Folk-Rock Band The Apache Relay Provide Escape in M-Shop

Michael Van Zanten

Indie roots/folk rock group The Apache Relay will be performing a show at 9 p.m., Saturday, March 1st in Maintenance Shop with indie folk band The Lonely Wild.

Nashville-based The Apache Relay blend varying influences of classic folk and rock artists to craft a musical persona that fans of Mumford and Sons and Tom Petty should find accessible.

“[Our style] has been evolving since the start of the band,” said Ben Ford vocalist and guitarist for the band. “We’re pretty quick to evolve. Our influences seem to change somewhat over time. As of late it’s been sort of a throwback presentation; the songs are of a modern nature, but the production style is much more old school, like The Righteous Brothers.” 

The Apache Relay began in a dorm room in Belmont University when music business major Michael Ford Jr. found some friends to back him up for live shows.

● ● ● ●

■ GIVEN TASK A
In the article about The Apache Relay, which band will share the Maintenance Shop show with The Apache Relay?
■ GIVEN TASK B
From the article about The Apache Relay, return the passage between "Michael Van Zanten" and "should find accessible.", inclusive.
■ GIVEN TASK C
Resume the article about The Apache Relay after its final sentence.
The records have no connection to the article about The Apache Relay.

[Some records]
● ● ● ●

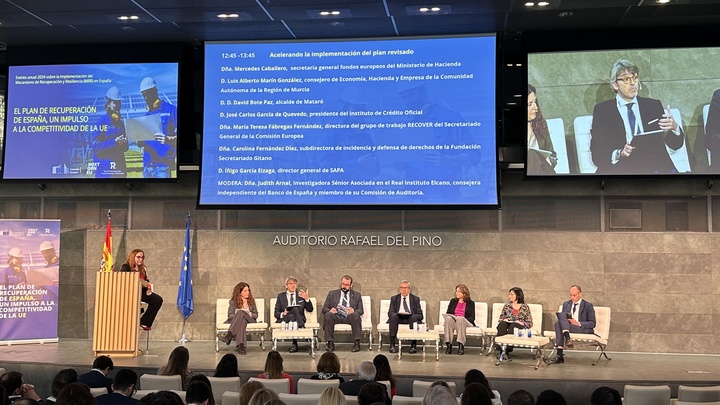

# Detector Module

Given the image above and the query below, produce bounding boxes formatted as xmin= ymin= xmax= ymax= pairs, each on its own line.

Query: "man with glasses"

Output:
xmin=275 ymin=276 xmax=315 ymax=353
xmin=590 ymin=59 xmax=684 ymax=174
xmin=388 ymin=280 xmax=423 ymax=354
xmin=322 ymin=275 xmax=363 ymax=352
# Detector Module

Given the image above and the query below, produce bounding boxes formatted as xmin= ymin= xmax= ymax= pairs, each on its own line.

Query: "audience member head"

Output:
xmin=455 ymin=284 xmax=470 ymax=302
xmin=55 ymin=382 xmax=96 ymax=405
xmin=358 ymin=382 xmax=390 ymax=405
xmin=357 ymin=361 xmax=377 ymax=381
xmin=460 ymin=383 xmax=492 ymax=405
xmin=248 ymin=388 xmax=280 ymax=405
xmin=507 ymin=390 xmax=535 ymax=405
xmin=590 ymin=387 xmax=622 ymax=405
xmin=113 ymin=368 xmax=137 ymax=397
xmin=93 ymin=356 xmax=115 ymax=375
xmin=50 ymin=368 xmax=77 ymax=398
xmin=158 ymin=346 xmax=190 ymax=387
xmin=185 ymin=380 xmax=212 ymax=405
xmin=508 ymin=287 xmax=525 ymax=304
xmin=318 ymin=386 xmax=345 ymax=405
xmin=213 ymin=353 xmax=240 ymax=377
xmin=138 ymin=391 xmax=185 ymax=405
xmin=535 ymin=390 xmax=567 ymax=405
xmin=373 ymin=354 xmax=397 ymax=387
xmin=265 ymin=350 xmax=283 ymax=378
xmin=422 ymin=384 xmax=457 ymax=405
xmin=0 ymin=371 xmax=23 ymax=396
xmin=239 ymin=381 xmax=265 ymax=405
xmin=315 ymin=352 xmax=340 ymax=374
xmin=465 ymin=368 xmax=495 ymax=399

● ● ● ●

■ TASK RESPONSE A
The Lonely Wild.

■ TASK RESPONSE B
Michael Van Zanten

Indie roots/folk rock group The Apache Relay will be performing a show at 9 p.m., Saturday, March 1st in Maintenance Shop with indie folk band The Lonely Wild.

Nashville-based The Apache Relay blend varying influences of classic folk and rock artists to craft a musical persona that fans of Mumford and Sons and Tom Petty should find accessible.

■ TASK RESPONSE C
“My brother is the singer,” Ford said. “And he met the rest of the guys in Belmont in college in their dormitory. That’s basically how it started off. He was a solo artist, and they backed him. They realized they liked the pairing of it, so they ended up making it a full time band. I joined three years ago.”

The band found inspiration for their name from a 1995 Disney film that starred Ben Stiller as a fitness enthusiast running a fat camp for overweight boys.

“The name came from a friend of the band,” Ford said. “He said ‘we should use Apache Relay, it hasn’t been taken on MySpace yet,’ that’s how long ago it was. It’s a reference to the film Heavyweights. It’s a kids’ movie that came out in the 90s. It’s at a fat camp, and at the end of it the big finale is the Apache Relay when the two summer camps go head-to-head in a tournament.”

The Apache Relay has opened for mainstream folk rock band Mumford & Sons.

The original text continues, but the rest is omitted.